▶ [Request]: Copy the line with "For the scouting record, return for every instance of the palm" and all lines following it through the last line of the entries, exactly as written.

----- Given entries -----

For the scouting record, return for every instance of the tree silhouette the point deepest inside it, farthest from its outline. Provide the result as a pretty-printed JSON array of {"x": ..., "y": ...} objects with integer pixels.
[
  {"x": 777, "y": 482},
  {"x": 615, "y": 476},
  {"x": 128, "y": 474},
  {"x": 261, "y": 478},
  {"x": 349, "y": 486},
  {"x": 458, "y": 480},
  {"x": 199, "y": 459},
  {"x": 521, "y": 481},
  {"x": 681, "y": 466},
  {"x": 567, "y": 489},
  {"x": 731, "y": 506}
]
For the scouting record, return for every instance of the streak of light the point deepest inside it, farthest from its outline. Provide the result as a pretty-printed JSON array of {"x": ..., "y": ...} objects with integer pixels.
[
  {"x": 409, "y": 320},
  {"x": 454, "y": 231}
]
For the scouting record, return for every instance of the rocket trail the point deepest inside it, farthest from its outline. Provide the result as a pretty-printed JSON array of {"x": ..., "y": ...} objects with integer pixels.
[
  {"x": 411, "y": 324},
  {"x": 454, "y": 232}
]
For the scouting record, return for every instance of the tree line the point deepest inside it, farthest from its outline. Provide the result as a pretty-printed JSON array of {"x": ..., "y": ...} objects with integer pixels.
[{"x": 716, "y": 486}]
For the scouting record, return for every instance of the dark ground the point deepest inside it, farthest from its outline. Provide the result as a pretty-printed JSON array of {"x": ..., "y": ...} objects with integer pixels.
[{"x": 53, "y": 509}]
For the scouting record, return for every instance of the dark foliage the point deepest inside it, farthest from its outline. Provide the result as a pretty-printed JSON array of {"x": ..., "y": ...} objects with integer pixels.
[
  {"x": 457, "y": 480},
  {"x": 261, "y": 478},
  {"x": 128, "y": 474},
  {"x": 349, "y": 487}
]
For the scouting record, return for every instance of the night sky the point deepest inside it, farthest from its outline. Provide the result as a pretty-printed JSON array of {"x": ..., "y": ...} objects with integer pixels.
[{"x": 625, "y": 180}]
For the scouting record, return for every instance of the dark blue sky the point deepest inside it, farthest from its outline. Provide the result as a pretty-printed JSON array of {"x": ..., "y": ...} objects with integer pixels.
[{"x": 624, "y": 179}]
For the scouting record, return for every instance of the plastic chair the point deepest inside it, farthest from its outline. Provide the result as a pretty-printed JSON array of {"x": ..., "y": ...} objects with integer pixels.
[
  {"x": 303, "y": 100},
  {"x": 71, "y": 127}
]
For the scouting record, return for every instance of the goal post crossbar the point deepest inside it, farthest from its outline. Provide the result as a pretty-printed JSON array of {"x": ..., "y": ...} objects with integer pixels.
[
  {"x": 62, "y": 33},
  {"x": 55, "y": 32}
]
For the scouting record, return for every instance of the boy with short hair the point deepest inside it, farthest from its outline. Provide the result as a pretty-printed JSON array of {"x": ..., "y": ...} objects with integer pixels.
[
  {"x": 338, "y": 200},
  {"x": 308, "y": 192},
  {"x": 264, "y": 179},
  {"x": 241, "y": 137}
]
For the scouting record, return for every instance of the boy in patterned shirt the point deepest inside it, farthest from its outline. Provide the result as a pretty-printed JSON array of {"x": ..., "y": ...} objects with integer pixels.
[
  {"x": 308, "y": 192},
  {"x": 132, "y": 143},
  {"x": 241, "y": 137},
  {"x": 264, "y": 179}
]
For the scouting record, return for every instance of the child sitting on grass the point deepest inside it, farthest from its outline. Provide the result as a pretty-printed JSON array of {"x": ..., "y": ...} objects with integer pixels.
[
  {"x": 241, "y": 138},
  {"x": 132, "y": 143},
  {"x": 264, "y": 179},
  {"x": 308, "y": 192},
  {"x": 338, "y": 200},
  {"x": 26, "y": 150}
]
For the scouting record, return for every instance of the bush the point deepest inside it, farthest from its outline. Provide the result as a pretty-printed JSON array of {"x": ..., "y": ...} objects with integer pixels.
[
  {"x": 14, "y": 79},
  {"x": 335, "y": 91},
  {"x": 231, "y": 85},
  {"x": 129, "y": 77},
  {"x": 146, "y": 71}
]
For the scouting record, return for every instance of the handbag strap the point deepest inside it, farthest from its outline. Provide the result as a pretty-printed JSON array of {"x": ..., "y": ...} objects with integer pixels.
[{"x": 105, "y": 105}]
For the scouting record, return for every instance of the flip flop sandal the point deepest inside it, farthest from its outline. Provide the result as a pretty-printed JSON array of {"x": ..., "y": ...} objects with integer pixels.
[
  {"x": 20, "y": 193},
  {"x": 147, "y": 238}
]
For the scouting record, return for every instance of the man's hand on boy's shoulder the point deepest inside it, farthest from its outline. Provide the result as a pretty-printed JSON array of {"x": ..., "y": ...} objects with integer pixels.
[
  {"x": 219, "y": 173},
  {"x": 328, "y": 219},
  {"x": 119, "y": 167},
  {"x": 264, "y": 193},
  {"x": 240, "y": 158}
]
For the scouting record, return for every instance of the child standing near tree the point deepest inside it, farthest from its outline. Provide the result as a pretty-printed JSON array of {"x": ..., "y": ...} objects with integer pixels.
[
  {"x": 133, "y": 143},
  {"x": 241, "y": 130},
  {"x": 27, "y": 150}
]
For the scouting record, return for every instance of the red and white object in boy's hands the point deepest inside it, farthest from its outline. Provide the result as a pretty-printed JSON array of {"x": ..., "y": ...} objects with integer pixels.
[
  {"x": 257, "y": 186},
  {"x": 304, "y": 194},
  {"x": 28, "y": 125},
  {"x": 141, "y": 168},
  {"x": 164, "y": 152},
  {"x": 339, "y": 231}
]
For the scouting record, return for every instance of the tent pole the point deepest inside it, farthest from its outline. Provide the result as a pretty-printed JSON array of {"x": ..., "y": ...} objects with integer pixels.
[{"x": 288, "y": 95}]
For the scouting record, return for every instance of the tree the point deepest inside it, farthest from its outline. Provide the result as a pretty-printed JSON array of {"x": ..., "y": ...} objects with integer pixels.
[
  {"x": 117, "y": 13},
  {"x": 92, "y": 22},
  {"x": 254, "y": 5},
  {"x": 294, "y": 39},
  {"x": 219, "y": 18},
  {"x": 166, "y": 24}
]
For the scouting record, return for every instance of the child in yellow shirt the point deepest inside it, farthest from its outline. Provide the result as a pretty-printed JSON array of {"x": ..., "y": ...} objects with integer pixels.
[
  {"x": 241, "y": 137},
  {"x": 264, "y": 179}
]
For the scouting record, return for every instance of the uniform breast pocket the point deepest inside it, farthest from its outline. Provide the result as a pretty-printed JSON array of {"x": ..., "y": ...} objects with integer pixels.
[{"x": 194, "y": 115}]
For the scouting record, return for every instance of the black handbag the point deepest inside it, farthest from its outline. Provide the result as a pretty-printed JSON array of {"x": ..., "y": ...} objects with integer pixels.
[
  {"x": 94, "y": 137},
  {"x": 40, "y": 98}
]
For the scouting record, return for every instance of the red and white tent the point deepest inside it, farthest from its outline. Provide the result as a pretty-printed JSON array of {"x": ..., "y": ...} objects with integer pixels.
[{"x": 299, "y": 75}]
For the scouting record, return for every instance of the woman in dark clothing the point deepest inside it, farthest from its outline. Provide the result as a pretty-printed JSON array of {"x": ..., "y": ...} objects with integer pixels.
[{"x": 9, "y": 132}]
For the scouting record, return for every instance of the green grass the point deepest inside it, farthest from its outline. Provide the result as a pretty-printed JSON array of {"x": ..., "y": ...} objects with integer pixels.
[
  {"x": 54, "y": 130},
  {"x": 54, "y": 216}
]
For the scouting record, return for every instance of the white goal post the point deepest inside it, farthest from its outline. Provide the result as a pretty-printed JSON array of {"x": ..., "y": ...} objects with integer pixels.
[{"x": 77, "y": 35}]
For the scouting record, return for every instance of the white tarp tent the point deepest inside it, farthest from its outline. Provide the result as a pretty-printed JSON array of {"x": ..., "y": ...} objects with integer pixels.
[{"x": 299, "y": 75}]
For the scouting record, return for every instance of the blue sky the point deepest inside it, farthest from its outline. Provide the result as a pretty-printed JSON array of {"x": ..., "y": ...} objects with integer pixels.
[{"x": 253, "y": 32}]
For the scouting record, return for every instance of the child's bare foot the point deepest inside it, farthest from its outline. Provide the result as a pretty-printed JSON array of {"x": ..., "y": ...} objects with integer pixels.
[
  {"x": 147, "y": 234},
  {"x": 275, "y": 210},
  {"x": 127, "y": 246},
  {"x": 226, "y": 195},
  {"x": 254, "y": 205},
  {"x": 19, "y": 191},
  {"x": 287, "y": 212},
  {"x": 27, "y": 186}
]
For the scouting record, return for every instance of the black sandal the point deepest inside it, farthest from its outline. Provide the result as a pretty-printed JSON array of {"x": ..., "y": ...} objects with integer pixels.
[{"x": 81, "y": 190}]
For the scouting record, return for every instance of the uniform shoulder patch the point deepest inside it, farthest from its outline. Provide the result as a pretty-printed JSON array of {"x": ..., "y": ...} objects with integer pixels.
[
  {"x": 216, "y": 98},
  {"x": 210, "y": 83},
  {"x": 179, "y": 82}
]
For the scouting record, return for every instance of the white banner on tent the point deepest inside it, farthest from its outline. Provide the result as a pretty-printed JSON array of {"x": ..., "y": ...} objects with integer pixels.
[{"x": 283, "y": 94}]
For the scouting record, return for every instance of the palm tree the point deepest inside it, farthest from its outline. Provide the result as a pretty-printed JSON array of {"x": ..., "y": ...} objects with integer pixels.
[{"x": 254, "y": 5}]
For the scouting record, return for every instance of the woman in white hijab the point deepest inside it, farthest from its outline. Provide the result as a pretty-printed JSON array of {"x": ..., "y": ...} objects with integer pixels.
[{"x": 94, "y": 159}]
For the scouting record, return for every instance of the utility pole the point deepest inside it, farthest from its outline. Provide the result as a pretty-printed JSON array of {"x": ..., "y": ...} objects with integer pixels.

-----

▶ [Task result]:
For the scouting record, return for every instance of the palm tree the point deepest inside it, farthest from its outline. Provide the result as a pretty-printed JSON array of {"x": ..., "y": ...} objects with integer pixels.
[{"x": 254, "y": 5}]
For the scouting record, return for every instance of the woman in white hijab the point deepest inside it, farthest from its outline. Provide the result as a pretty-printed JSON array of {"x": ..., "y": ...} objects with integer pixels.
[{"x": 94, "y": 159}]
For the scouting record, return for every instance of the utility pole the point deepest inside it, farthest from its outline. Provide the result as a pretty-printed JSON array of {"x": ..., "y": ...} objects with integer pixels.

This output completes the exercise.